YOUR OBJECTIVE:
Begin with the line in which "Indicate one point per instance of the car" appears and end with the final line of the entries. Retype each one exactly and add nothing.

──────── DATA SHOWN ────────

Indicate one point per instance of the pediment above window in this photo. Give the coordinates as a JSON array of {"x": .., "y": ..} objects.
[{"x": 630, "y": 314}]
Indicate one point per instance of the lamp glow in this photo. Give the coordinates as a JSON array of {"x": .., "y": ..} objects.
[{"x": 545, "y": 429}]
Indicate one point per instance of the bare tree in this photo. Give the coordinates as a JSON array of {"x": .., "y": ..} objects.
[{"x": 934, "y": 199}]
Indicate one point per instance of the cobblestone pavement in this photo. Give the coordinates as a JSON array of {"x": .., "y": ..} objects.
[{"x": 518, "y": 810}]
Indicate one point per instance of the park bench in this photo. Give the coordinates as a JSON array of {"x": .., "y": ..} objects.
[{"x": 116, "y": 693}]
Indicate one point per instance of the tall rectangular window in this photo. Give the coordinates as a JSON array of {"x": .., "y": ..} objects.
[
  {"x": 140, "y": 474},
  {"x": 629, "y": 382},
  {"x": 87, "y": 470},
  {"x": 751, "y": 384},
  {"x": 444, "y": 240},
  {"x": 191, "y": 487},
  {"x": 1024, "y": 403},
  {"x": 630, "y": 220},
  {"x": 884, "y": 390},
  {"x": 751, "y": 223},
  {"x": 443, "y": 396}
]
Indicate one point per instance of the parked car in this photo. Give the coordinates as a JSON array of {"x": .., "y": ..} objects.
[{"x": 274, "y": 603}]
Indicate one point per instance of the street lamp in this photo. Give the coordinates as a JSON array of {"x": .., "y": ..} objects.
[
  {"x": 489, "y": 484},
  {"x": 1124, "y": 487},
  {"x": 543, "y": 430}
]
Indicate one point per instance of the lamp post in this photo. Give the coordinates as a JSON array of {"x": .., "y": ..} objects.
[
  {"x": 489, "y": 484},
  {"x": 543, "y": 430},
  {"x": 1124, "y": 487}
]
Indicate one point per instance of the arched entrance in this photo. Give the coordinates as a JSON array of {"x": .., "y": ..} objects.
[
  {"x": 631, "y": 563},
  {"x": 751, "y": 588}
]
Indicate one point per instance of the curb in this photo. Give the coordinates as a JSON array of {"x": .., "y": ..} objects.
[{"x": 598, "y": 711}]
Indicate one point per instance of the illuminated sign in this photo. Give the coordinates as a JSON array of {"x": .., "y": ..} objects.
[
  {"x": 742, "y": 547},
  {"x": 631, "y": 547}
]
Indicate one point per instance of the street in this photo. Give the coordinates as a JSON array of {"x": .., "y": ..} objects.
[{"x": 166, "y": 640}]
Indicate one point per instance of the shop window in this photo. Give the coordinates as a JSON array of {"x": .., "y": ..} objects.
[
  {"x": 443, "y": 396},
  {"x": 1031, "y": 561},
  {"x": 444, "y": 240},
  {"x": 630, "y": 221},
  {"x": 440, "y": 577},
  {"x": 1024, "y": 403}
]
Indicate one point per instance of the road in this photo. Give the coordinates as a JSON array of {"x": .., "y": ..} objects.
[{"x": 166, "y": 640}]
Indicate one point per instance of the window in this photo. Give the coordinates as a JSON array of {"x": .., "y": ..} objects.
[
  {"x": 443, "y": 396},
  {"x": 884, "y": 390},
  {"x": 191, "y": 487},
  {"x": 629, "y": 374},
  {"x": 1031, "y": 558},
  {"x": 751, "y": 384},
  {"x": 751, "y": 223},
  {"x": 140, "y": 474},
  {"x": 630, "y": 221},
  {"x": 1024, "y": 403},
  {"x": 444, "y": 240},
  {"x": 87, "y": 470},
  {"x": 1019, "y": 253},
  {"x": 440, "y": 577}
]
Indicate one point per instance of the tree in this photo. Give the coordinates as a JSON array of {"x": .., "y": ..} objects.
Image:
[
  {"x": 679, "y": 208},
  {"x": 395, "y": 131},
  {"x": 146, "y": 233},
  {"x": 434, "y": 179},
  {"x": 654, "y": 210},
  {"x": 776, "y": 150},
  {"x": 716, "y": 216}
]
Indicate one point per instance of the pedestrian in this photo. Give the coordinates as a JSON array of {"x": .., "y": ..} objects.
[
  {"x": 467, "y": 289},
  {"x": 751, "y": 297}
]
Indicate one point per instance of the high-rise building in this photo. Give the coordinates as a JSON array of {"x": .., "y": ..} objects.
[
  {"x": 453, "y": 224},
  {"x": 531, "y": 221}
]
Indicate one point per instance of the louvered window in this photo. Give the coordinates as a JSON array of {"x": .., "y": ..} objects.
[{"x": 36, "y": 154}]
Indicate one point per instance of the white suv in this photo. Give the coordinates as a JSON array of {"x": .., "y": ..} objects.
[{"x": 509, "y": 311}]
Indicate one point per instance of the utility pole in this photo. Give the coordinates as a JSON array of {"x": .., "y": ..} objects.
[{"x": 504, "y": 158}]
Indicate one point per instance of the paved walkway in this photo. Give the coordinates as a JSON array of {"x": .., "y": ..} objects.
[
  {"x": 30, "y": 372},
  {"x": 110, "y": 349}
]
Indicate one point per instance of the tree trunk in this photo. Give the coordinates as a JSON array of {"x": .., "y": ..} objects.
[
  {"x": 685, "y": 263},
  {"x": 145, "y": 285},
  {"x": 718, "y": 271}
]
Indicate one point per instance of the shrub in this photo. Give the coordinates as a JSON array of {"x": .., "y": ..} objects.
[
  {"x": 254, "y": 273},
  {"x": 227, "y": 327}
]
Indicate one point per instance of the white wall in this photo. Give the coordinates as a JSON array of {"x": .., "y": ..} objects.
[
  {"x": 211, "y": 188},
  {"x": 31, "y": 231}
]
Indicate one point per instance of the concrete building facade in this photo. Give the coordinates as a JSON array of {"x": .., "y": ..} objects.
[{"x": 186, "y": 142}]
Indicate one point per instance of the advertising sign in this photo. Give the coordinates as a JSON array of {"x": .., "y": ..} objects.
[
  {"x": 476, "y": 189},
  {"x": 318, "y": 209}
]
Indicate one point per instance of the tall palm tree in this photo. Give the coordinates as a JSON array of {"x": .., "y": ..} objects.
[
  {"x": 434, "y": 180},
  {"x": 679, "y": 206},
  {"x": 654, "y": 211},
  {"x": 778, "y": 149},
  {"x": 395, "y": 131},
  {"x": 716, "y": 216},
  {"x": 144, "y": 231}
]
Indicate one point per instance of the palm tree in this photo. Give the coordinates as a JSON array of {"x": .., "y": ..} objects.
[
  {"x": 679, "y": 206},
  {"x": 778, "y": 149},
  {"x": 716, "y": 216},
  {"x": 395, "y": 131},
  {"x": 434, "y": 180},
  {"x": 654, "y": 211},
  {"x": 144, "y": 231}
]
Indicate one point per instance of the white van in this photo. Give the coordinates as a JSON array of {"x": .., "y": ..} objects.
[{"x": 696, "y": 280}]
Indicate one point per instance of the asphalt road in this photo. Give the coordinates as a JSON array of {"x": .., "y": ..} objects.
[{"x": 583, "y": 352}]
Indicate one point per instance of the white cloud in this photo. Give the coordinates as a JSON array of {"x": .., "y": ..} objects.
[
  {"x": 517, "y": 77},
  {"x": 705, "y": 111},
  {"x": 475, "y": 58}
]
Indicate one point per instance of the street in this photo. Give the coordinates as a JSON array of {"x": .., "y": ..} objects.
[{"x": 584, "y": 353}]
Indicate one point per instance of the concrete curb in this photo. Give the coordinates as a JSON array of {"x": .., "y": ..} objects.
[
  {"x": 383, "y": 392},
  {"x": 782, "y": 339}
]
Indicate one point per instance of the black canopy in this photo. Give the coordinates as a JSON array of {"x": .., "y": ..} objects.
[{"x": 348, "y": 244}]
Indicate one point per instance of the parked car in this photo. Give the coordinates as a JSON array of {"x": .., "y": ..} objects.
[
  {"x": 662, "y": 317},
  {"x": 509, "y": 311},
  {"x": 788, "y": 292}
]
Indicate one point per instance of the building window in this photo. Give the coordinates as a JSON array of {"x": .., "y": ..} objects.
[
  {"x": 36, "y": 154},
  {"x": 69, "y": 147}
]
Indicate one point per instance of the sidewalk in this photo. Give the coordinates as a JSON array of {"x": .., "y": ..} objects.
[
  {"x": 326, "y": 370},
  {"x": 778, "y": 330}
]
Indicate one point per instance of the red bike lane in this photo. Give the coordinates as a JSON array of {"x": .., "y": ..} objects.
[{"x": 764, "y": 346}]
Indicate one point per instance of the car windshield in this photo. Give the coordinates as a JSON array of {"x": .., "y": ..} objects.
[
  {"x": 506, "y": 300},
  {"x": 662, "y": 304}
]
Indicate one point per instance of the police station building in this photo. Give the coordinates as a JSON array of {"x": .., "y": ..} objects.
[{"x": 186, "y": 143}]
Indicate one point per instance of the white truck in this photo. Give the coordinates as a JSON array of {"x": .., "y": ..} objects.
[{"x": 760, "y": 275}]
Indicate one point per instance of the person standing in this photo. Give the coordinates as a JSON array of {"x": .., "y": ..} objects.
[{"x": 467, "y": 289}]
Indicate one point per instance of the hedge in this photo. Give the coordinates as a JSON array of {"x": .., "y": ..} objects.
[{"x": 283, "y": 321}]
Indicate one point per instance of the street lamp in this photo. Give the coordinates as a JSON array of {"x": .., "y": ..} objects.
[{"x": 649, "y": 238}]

────────

THE ANSWER:
Indicate one point per instance of the car windshield in this photo. Give the coordinates as a JSON array of {"x": .., "y": ..} objects.
[
  {"x": 506, "y": 300},
  {"x": 662, "y": 304}
]
Indicate one point per instance of the police station building in this photo. Give the coordinates as a JSON array of {"x": .., "y": ..} objects.
[{"x": 186, "y": 143}]
Indicate one point per instance of the white truck in this photo. Give the coordinates as a JSON array of {"x": .., "y": ..} objects.
[{"x": 760, "y": 275}]
Indicate one point per instance of the person standing in this photo. Give the coordinates as a JSON array of {"x": .., "y": ..} objects.
[{"x": 467, "y": 289}]
Indicate one point per instance of the hedge in this photo. Give the coordinates as a JSON array of {"x": .., "y": ..} objects.
[{"x": 283, "y": 321}]
Indicate one point per instance of the street lamp in this photo. Give the coordinates as a JSON array of {"x": .., "y": ..} objects.
[{"x": 649, "y": 238}]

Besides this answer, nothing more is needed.